Please extract every line in the rows below that contains the word "hand", copying each one in full.

═════ Data supplied ═════

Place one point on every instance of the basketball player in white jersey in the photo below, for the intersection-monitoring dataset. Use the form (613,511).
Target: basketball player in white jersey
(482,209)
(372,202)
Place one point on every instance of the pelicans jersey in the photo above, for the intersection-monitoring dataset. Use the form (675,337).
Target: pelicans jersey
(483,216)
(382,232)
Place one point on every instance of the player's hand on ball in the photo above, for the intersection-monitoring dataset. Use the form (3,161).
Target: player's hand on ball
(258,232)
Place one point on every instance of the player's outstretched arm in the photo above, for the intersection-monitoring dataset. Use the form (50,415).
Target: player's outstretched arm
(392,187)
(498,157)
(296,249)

═════
═════ Data supplied ═════

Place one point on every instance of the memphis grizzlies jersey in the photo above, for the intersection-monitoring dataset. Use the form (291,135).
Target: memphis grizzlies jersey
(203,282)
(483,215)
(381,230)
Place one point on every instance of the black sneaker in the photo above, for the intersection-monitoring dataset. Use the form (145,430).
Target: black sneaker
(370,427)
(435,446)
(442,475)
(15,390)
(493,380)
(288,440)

═════
═════ Data supplied ═════

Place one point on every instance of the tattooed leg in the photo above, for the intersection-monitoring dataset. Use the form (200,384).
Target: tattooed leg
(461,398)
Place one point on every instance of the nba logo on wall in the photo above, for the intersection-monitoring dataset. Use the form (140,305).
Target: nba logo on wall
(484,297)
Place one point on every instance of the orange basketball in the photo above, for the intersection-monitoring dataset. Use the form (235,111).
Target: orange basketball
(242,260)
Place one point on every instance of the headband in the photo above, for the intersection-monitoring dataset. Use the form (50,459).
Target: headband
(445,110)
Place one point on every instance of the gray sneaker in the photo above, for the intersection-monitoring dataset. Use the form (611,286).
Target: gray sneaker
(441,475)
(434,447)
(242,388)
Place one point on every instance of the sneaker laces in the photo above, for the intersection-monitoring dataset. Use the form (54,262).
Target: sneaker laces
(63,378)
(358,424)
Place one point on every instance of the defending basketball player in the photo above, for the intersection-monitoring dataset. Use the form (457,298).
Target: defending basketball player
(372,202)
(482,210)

═════

The response
Place one point on every instance of the player's hand on ball in the photo above, for the intersection-monitoring dataset. Use the form (3,161).
Target: player's hand on ball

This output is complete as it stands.